In the records below, which lines include "slat"? Copy them.

(Saved entries)

•••••

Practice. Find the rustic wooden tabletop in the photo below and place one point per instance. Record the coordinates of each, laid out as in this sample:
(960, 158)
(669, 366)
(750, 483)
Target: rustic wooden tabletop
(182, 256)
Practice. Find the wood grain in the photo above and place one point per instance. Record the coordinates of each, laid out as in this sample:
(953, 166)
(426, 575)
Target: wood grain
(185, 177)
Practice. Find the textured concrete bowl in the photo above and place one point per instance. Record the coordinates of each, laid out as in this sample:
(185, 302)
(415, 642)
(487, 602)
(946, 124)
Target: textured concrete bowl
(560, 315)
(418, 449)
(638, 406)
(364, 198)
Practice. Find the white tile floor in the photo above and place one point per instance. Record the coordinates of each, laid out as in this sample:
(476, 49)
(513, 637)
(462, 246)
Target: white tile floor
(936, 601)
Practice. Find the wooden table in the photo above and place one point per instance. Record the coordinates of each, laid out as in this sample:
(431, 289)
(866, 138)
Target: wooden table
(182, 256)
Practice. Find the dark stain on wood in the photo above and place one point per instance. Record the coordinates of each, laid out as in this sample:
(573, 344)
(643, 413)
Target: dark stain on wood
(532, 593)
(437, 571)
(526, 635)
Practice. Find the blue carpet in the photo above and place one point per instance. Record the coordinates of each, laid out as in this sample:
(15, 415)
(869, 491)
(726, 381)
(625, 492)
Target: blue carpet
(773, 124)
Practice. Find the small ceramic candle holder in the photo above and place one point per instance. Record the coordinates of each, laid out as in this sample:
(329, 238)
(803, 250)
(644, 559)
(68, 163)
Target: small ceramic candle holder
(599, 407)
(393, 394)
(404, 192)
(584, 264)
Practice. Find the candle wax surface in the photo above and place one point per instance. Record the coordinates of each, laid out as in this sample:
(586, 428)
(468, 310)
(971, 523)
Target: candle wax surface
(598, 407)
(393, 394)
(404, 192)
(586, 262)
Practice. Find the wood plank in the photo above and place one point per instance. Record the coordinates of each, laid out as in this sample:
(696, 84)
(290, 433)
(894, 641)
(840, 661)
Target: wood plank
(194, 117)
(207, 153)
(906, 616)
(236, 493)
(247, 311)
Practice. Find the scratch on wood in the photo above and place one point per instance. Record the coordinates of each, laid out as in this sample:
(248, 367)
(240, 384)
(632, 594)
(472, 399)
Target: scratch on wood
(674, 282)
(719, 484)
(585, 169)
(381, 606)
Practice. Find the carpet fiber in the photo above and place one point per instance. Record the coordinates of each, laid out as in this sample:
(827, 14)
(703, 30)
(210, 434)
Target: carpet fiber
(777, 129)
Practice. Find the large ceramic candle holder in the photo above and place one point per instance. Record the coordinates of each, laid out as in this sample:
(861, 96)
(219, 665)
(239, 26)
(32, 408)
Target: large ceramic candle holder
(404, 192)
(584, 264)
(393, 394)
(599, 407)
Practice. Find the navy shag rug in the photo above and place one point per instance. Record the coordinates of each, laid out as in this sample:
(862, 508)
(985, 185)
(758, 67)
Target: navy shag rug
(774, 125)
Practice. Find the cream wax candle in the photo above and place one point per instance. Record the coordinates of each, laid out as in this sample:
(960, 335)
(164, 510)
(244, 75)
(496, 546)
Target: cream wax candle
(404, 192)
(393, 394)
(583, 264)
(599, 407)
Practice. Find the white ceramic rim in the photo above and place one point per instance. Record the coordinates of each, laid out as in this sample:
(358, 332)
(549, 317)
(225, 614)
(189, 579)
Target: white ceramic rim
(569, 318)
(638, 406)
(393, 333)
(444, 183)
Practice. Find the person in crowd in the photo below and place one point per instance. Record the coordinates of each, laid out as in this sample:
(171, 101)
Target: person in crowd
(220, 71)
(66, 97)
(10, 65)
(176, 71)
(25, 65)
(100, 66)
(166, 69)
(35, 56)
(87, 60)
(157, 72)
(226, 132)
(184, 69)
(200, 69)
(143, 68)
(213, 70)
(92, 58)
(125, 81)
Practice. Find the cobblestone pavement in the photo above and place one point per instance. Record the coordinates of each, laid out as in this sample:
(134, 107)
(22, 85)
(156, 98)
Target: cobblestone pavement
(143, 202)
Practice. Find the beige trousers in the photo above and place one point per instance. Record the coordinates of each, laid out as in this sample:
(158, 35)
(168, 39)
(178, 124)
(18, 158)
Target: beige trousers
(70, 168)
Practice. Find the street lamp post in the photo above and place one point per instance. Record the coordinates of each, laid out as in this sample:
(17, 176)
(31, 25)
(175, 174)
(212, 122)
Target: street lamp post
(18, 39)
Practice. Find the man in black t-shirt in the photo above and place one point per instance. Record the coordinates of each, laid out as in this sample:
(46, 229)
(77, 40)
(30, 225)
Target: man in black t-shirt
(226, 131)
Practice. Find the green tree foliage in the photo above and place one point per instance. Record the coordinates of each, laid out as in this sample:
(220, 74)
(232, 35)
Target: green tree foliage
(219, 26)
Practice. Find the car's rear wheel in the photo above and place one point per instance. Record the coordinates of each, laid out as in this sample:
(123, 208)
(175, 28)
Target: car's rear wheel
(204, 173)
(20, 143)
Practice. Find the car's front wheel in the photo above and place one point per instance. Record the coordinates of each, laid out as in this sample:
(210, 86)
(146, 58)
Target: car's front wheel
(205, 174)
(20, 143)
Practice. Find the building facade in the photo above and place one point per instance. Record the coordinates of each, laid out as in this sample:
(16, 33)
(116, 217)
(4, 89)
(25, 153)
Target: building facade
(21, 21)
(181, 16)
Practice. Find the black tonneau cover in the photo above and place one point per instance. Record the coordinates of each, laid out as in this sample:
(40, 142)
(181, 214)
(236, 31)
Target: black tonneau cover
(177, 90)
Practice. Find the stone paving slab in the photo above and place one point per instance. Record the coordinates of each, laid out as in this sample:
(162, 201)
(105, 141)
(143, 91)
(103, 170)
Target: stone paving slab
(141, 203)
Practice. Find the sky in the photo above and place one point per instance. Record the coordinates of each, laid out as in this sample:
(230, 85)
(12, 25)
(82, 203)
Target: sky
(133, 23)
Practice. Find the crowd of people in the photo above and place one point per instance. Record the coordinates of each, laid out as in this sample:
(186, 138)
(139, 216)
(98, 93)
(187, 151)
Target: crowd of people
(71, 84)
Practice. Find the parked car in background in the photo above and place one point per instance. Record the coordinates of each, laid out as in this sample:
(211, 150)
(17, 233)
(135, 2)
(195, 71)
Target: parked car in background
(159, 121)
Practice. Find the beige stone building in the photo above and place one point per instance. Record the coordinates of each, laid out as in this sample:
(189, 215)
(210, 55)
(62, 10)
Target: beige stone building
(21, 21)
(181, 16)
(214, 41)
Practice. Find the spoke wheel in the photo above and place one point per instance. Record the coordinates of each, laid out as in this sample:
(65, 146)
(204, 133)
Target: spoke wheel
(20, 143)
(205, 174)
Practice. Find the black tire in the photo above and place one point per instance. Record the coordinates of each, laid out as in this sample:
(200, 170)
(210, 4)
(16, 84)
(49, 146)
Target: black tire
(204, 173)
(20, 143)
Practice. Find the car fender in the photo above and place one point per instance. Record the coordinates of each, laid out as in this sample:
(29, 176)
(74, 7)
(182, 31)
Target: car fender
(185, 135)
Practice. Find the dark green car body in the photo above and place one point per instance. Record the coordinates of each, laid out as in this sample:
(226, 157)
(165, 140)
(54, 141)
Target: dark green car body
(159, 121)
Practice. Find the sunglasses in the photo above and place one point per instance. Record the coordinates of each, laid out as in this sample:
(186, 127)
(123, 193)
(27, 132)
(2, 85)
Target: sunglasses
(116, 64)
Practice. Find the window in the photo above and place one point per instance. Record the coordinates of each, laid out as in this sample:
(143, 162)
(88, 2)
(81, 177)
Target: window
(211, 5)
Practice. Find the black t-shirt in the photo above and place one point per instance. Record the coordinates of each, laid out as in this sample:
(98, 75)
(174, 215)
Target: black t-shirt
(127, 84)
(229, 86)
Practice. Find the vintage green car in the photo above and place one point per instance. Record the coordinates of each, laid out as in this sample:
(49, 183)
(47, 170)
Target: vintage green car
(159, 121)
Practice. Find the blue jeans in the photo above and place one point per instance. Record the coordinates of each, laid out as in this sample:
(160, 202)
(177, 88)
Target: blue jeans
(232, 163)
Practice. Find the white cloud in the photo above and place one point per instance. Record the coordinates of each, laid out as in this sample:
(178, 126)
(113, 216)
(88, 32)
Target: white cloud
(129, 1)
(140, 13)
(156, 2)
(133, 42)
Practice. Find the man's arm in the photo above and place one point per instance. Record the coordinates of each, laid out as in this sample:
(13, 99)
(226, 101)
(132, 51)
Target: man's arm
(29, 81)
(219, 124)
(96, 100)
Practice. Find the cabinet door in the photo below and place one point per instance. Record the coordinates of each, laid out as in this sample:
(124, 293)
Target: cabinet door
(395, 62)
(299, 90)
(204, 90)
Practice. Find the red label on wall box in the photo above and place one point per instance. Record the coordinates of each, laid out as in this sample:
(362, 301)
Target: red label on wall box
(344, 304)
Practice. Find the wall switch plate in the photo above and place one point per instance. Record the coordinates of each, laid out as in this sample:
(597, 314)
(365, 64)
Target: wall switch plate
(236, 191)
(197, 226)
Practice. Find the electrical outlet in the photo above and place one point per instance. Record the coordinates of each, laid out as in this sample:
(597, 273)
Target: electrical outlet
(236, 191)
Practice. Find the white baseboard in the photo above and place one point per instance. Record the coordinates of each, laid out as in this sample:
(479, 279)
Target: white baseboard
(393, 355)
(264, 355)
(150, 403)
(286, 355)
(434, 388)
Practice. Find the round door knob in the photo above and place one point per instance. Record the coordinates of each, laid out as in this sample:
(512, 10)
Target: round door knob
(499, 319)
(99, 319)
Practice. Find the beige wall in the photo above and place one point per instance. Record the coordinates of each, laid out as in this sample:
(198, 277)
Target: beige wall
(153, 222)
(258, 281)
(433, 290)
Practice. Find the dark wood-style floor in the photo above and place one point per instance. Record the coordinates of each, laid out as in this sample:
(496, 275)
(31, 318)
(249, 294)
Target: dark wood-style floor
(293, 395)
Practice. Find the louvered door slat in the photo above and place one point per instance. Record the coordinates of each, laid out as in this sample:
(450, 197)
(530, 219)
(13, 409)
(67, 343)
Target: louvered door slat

•••••

Output of the task
Practice. Find the louvered door slat in the photo above and place one point per instance. Record the coordinates of each, laid out as in this sample:
Target: louvered door slat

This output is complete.